- TEXT TO READ -
---

Tuesday, April 5, 2011

Growing an American underclass

One difficult part of The Great Recession is the high numbers of over-50 people laid off. This past week CBS Sunday Morning ran a piece "Baby Boomers: America's new unemployables." Interestingly enough this isn't limited to the US as BBC News has an article Growing army of over-50s join the battle to find work.

The problem is made worse by the longer-term nature of the unemployment. As was noted in this Chronicle/Bloomberg article:
6.12 million

That's the number of unemployed Americans who have been seeking work for at least six months. Even though the unemployment picture improved last month, the ranks of these chronically jobless people actually grew - a fact that concerns economists. The group is currently four times as large as its average level since 1970. The overall jobless rate, meanwhile, was 8.8 percent in March, the lowest percentage in two years.

The Wall Street Journal noted today at the end of an article about states planning to pare back unemployment:
The expansive net of unemployment assistance was the result of a downturn that led to the largest pool of long-term unemployed workers on record. More than 6.1 million Americans had been out of work for more than six months as of March. Of everyone who was unemployed last month, 45.5% were considered long-term unemployed.

Persistently high unemployment prompted Congress to repeatedly extend emergency unemployment benefits, but the most recent extensions were met with resistance from some legislators and led to lapses in benefits. Amid concerns about government spending and the country’s massive deficit, Congress could let the program expire early next year.

---

- RECORDS SUPPLIED -
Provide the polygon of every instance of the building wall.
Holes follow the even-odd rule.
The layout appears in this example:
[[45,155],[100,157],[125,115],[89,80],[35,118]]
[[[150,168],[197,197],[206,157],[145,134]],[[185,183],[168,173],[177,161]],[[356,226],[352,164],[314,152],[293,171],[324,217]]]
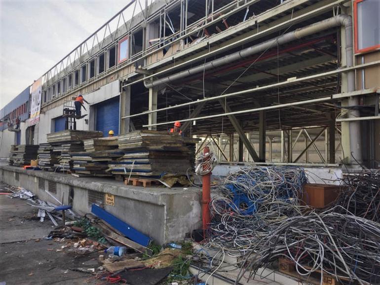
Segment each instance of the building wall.
[[6,158],[9,156],[10,146],[14,144],[16,141],[15,134],[15,132],[7,129],[0,132],[0,158]]
[[[94,105],[120,94],[119,81],[114,81],[96,91],[83,95],[83,98],[90,103],[88,106],[84,103],[87,110],[82,109],[82,115],[87,115],[83,119],[76,120],[76,129],[81,130],[93,130],[95,129],[95,108]],[[46,142],[46,134],[54,131],[54,119],[62,116],[63,113],[63,101],[57,104],[56,107],[45,109],[40,115],[38,125],[38,138],[36,141],[38,144]]]

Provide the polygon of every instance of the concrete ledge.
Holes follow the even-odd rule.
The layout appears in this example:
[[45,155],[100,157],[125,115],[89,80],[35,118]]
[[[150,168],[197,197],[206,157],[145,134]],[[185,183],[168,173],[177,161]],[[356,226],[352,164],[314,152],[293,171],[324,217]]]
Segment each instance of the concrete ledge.
[[[113,195],[114,206],[105,204],[104,208],[158,244],[182,240],[201,225],[201,191],[197,188],[126,186],[111,178],[77,178],[4,165],[0,165],[0,178],[5,183],[23,187],[54,203],[57,202],[49,193],[59,201],[63,197],[64,204],[72,204],[74,210],[81,214],[91,212],[89,196],[94,192],[89,195],[90,191],[100,196]],[[56,183],[55,191],[49,191],[51,182]]]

---

- SHORT PROBLEM -
Can you repeat word for word the part of the post on long-term unemployment above, from "Persistently high unemployment" to "early next year."?

- ANSWER IN FULL -
Persistently high unemployment prompted Congress to repeatedly extend emergency unemployment benefits, but the most recent extensions were met with resistance from some legislators and led to lapses in benefits. Amid concerns about government spending and the country’s massive deficit, Congress could let the program expire early next year.